═════ SUPPLIED ENTRIES ═════

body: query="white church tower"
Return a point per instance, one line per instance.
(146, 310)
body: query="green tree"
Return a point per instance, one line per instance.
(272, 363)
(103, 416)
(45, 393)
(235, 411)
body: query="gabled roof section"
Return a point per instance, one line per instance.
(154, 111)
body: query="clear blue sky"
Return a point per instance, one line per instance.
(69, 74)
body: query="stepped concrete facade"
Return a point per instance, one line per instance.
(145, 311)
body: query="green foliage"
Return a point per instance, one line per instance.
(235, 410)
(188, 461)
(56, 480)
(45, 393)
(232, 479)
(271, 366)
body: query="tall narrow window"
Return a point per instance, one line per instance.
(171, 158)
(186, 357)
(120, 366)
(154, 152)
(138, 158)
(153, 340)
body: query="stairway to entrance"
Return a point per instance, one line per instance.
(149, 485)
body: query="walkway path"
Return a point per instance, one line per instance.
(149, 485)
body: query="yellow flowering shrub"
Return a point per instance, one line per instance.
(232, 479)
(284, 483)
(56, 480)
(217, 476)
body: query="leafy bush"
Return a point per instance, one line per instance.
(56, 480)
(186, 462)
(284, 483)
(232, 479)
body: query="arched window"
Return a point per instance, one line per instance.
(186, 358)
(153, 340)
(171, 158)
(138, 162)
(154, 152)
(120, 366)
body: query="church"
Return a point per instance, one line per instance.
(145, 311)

═════

EXERCISE » The records above must be repeated exactly, every one of them.

TASK SOLUTION »
body: query="white church tower"
Return a point per instance, one line per instance.
(146, 310)
body: query="green tree"
Return a point per instance, one line per instance.
(272, 363)
(103, 416)
(45, 393)
(235, 411)
body: query="gabled roof section"
Return a point per instance, one line per instance.
(154, 111)
body: query="clear blue sky"
Return a point per instance, one line per instance.
(69, 74)
body: query="stepped concrete facade"
Return a point per instance, one line per instance.
(145, 311)
body: query="green foliage"
Return a point per instance, one line per instance.
(235, 410)
(188, 461)
(56, 480)
(45, 393)
(232, 479)
(271, 366)
body: query="tall narrow window"
Return a point per instance, one line per instance.
(171, 158)
(186, 357)
(120, 366)
(154, 152)
(138, 158)
(153, 340)
body: query="stairway to entrance"
Return a point per instance, one line per instance.
(149, 485)
body: query="walkway path"
Return a point per instance, one line per instance.
(149, 485)
body: query="yellow flowering shrub"
Return a point per instance, one line per instance.
(232, 479)
(284, 483)
(56, 480)
(217, 476)
body: query="leafy bush"
Return a point per instance, one line per instance.
(56, 480)
(186, 462)
(284, 483)
(232, 479)
body: query="arched window"
Return a point per instance, one line per instance.
(186, 358)
(153, 340)
(171, 158)
(138, 162)
(154, 152)
(120, 366)
body: query="church"
Return a point per instance, one line per instance.
(145, 311)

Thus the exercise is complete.